- **DATASET**

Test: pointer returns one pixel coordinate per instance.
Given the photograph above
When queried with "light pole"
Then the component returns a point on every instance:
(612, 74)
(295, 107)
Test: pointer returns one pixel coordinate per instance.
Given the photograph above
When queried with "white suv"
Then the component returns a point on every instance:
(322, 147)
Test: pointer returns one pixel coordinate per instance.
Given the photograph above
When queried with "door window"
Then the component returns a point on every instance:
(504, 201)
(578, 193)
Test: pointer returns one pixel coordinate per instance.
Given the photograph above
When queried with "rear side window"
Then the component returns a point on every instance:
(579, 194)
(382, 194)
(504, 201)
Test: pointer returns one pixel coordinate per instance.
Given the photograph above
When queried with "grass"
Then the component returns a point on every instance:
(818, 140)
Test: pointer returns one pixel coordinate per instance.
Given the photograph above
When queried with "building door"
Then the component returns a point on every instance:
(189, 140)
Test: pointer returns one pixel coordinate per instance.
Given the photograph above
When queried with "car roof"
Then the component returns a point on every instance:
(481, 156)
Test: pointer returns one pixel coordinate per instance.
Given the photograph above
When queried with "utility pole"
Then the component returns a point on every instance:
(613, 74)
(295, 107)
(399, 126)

- **EXERCISE**
Print every entry exactly as it appears.

- **RESULT**
Test: pointer returns one pixel coordinate per instance.
Given the photograph above
When queried with "light pole"
Then the component returns a point on every instance:
(612, 74)
(295, 107)
Test: pointer returns one pixel coordinate per instance.
Given the photograph above
When queried with "white suv"
Then the component returns a point on every instance:
(322, 147)
Test: pointer returns one pixel coordinate per instance.
Given the photograph above
When queried with "door window"
Then the component returns a point on every instance:
(504, 201)
(578, 193)
Test: pointer returns one pixel coordinate per instance.
Given the photograph above
When queried with "rear side window"
Then the component returns a point on every instance:
(579, 194)
(382, 194)
(504, 201)
Test: pointer returns one pixel coordinate per instance.
Given the photograph above
When queried with "grass"
Then the component returns a point on every instance:
(818, 140)
Test: pointer returns one pixel coordinate per instance.
Given the photograph above
When queried with "building door"
Then the component returns a point on every instance:
(189, 140)
Test: pointer returns one pixel coordinate per instance.
Given the photograph above
When queried with "car roof"
Then the component returns a point on every instance:
(481, 156)
Test: pointer returns one pixel coordinate per instance.
Given the photograph above
When queried with "utility pole"
Then the component returns a point on every instance:
(613, 74)
(295, 107)
(399, 126)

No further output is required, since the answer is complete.